**** Entries
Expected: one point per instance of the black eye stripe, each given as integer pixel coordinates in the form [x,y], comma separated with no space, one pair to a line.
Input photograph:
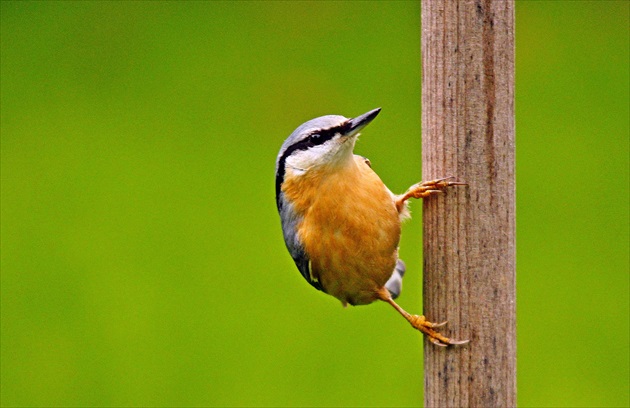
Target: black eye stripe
[324,135]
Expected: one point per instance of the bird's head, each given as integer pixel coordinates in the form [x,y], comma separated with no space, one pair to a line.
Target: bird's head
[324,141]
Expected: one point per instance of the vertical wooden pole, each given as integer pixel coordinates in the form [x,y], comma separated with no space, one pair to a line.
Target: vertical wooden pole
[469,232]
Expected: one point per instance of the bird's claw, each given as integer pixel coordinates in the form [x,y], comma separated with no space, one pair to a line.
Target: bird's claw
[426,327]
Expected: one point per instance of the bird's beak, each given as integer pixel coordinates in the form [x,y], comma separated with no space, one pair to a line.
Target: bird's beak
[355,125]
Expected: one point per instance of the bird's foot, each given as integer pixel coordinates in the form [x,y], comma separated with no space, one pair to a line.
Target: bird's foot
[426,327]
[427,188]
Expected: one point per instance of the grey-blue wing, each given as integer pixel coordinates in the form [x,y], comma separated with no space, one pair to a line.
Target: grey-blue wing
[290,221]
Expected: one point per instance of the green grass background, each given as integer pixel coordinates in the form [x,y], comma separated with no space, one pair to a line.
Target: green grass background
[142,258]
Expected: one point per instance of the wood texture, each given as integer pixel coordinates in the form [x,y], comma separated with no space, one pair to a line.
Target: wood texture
[469,232]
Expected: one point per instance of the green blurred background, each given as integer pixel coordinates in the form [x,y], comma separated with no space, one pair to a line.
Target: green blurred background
[142,258]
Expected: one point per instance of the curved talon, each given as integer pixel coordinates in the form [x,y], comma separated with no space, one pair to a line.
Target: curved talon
[435,325]
[457,342]
[437,342]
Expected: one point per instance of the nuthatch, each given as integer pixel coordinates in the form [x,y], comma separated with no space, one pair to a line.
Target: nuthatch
[340,222]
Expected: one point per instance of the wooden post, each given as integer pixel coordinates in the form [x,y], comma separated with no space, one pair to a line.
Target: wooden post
[469,232]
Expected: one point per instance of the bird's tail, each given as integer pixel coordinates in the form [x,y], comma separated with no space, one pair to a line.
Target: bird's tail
[394,284]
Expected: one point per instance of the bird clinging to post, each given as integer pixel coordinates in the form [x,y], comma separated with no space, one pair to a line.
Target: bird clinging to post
[341,224]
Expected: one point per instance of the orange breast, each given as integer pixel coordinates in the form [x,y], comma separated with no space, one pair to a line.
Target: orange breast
[350,229]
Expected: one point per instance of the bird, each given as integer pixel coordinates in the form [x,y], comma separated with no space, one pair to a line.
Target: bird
[340,222]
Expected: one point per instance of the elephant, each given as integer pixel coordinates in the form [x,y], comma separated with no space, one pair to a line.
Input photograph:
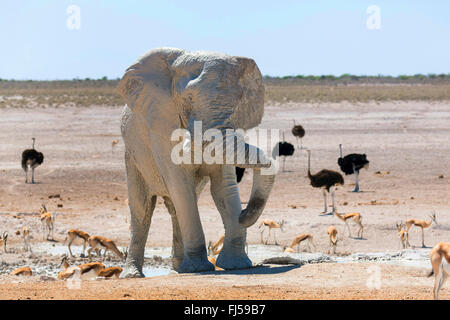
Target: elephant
[169,89]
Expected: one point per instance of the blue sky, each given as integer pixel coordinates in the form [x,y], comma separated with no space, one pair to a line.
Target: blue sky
[284,37]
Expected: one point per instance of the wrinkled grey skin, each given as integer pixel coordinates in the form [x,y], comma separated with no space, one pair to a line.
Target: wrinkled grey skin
[168,89]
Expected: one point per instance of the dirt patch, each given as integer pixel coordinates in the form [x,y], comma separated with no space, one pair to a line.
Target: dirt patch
[406,139]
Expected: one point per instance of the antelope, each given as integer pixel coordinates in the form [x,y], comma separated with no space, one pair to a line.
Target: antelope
[440,261]
[422,224]
[213,251]
[299,239]
[25,271]
[355,217]
[3,240]
[212,248]
[86,270]
[72,234]
[109,272]
[26,238]
[213,261]
[402,235]
[47,220]
[271,225]
[95,242]
[332,234]
[113,144]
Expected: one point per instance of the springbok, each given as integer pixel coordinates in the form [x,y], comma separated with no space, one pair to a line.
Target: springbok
[26,238]
[355,217]
[24,271]
[109,272]
[86,270]
[73,234]
[299,239]
[440,261]
[47,220]
[422,224]
[402,235]
[3,240]
[212,248]
[332,234]
[97,243]
[271,225]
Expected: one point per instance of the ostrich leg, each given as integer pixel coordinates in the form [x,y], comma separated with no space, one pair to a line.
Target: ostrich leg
[332,199]
[356,173]
[348,228]
[423,239]
[325,201]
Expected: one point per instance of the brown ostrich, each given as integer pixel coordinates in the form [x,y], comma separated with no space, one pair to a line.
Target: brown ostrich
[326,180]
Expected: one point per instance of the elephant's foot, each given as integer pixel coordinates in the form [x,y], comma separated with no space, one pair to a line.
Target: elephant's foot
[195,264]
[230,261]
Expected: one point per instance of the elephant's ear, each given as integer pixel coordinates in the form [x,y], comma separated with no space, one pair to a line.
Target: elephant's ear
[152,70]
[130,87]
[249,107]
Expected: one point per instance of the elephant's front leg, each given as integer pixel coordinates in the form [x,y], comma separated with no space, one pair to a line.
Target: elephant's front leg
[225,193]
[142,205]
[177,242]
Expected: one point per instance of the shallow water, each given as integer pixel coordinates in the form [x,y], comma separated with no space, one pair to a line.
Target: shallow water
[257,253]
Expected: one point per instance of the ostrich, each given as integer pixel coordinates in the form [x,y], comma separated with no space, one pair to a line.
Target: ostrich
[352,163]
[325,179]
[284,149]
[239,174]
[31,158]
[299,132]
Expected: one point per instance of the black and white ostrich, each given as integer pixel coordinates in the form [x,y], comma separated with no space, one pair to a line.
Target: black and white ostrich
[31,158]
[239,174]
[326,180]
[352,163]
[299,132]
[283,149]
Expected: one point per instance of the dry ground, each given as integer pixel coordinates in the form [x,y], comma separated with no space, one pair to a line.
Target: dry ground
[406,142]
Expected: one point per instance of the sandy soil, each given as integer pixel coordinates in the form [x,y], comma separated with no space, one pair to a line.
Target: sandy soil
[406,143]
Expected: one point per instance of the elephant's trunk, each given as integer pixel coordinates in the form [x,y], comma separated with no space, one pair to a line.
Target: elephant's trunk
[262,185]
[249,156]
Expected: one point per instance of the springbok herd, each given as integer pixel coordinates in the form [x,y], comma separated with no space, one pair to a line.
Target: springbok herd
[439,255]
[84,271]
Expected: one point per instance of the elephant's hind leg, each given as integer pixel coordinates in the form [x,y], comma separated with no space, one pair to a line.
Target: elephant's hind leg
[142,205]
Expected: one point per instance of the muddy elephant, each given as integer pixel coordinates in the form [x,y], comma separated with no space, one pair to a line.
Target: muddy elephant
[168,90]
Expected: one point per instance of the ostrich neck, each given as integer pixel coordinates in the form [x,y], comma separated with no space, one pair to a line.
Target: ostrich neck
[309,164]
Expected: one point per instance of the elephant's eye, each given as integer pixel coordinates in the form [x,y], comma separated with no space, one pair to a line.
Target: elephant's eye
[190,97]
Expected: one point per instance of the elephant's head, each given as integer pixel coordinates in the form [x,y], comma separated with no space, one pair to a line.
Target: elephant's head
[221,91]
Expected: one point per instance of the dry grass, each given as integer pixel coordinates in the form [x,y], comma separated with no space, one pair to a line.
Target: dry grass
[357,93]
[83,93]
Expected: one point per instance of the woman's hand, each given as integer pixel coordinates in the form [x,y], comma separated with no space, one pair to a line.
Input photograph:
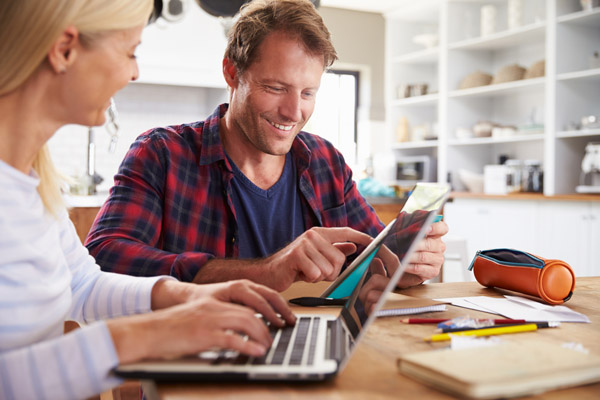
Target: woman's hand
[189,328]
[261,299]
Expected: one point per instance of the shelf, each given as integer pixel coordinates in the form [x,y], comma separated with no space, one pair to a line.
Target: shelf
[500,88]
[585,75]
[426,100]
[583,18]
[505,39]
[425,56]
[184,76]
[579,133]
[490,140]
[415,145]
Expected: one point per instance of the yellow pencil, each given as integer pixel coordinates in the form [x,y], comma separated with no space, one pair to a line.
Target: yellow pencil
[484,332]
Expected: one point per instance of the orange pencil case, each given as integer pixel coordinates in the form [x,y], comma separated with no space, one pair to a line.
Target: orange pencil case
[553,281]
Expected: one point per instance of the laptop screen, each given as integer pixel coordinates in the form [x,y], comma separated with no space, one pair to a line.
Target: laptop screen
[389,259]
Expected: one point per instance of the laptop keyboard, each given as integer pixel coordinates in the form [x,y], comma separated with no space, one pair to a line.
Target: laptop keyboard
[291,346]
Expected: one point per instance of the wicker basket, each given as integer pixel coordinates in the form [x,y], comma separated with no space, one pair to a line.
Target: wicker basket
[509,73]
[475,79]
[536,70]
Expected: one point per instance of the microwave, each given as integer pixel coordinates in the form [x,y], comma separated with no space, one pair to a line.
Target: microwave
[413,169]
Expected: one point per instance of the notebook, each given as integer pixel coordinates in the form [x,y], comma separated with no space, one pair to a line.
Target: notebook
[509,369]
[320,345]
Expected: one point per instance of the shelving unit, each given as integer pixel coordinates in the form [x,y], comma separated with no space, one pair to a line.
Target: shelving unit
[546,110]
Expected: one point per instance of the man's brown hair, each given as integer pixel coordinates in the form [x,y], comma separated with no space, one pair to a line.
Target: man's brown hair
[259,18]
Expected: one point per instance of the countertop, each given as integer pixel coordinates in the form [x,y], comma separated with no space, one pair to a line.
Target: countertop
[76,201]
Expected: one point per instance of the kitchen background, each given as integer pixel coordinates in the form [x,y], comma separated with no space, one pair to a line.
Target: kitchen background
[498,97]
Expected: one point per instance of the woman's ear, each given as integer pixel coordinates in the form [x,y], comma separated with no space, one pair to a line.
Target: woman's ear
[63,52]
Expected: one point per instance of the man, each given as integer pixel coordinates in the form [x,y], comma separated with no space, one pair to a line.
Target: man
[246,194]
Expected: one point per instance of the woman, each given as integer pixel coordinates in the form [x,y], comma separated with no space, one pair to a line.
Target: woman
[60,63]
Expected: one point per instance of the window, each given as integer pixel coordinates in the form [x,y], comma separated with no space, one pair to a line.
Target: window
[335,115]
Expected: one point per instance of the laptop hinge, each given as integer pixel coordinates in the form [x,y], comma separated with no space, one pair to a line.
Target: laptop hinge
[337,340]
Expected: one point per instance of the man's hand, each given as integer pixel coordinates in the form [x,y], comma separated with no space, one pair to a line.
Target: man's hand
[316,255]
[427,261]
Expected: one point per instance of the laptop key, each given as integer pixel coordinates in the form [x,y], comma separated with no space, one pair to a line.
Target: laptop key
[313,341]
[282,345]
[300,341]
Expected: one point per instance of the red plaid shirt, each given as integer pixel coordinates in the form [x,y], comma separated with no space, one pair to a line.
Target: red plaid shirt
[170,210]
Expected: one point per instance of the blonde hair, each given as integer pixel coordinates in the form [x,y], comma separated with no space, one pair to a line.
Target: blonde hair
[259,18]
[27,30]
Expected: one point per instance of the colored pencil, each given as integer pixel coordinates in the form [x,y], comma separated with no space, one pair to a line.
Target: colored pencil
[502,330]
[438,320]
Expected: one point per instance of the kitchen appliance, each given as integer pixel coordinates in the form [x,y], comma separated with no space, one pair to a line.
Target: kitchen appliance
[413,169]
[589,180]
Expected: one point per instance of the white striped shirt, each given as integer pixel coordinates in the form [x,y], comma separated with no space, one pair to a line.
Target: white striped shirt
[47,277]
********
Find the line with "Expected: one point per instance of the colored" in the listing above, then write out that line and each remaining line exactly, with no other text.

• _Response to the exercise_:
Expected: one point per instance of the colored pencil, each given as integer pixel coordinates in the form [x,y], comma separated with no space, one pair to a line.
Target: colored pencil
[502,330]
[438,320]
Expected: one point per instance of the kitchen appliance, each given as integer pixel coordinates in the form [x,y], comma separated with no space, one pair to a line.
Target: kitchen appliance
[413,169]
[589,180]
Expected: one point per instance of the white striped shirt, each given as integer pixel coordinates in the form [x,y], comma separated with no space, one pair to a line.
Target: white striped shirt
[47,277]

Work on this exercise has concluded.